RECORDS PROVIDED:
━━━━━━

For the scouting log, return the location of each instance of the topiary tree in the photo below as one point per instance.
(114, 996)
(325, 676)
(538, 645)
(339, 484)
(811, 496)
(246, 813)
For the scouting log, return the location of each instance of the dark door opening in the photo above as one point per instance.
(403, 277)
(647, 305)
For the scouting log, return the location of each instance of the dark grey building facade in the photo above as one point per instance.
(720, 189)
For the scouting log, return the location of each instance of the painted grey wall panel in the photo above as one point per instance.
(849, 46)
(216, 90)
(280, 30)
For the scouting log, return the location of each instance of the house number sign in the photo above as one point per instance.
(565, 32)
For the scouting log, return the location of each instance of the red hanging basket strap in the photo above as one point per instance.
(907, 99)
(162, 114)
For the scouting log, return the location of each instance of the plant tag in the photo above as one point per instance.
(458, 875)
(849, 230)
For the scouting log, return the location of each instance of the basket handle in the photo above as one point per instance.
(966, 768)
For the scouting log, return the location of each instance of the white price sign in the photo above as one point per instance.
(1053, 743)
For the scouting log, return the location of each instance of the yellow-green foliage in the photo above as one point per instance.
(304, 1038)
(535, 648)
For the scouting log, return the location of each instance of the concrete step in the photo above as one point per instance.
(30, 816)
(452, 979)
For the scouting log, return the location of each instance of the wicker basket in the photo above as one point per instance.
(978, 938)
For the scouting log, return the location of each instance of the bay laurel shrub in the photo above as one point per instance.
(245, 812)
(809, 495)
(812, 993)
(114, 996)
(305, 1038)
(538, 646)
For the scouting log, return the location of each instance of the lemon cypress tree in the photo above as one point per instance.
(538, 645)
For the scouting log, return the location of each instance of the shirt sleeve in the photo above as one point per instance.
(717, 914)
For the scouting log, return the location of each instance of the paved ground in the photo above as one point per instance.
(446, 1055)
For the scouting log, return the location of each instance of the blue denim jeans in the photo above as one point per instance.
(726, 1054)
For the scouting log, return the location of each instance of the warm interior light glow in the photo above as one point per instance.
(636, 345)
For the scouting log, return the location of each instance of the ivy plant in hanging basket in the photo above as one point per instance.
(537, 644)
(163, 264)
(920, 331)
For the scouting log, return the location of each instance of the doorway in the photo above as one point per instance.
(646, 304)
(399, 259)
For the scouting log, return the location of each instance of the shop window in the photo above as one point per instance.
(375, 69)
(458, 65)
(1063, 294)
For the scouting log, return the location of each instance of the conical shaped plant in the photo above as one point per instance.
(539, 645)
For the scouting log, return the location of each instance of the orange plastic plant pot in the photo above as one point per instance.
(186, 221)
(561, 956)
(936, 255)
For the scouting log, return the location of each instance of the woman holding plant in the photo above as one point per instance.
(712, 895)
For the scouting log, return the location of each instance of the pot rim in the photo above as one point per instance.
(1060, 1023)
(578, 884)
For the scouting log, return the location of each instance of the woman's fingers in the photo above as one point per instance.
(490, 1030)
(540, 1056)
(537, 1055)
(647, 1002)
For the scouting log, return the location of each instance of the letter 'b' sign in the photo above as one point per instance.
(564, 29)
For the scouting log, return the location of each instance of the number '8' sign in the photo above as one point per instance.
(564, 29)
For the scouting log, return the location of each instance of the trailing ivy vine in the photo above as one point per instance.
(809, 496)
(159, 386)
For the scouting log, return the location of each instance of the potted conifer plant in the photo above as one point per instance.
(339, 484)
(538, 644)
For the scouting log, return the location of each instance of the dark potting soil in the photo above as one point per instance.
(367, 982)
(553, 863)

━━━━━━

REQUIRED ACTION:
Your answer is to contain exactly the lines from the one holding "the pot rim" to the end of the entries, with no other line.

YOUR RESPONSE:
For the scouting log, return the location of each instance of the pot rim in the photo above as one point per instance.
(1060, 1023)
(578, 884)
For the scouting log, return the location of each instance of the woman's fingers in the photo above as one point per instance.
(490, 1030)
(540, 1056)
(537, 1055)
(647, 1002)
For the scouting log, return the location of each instance of the letter 'b' sign in the photo above as one point per instance.
(564, 29)
For the scouting log, return the location of each instance of the number '8' sign in the photo above as one point per instance.
(564, 29)
For the scouting log, return the location of each instance of the trailing ivy vine in the photo above as one point per instance.
(809, 496)
(159, 386)
For the scouting log, return the location of each instance of the potted conifer plant in the photo above as one point per instance.
(339, 484)
(538, 644)
For the scouting log, return the location of each instance of the dark potting soil in the photo above as one point per instance.
(367, 982)
(553, 863)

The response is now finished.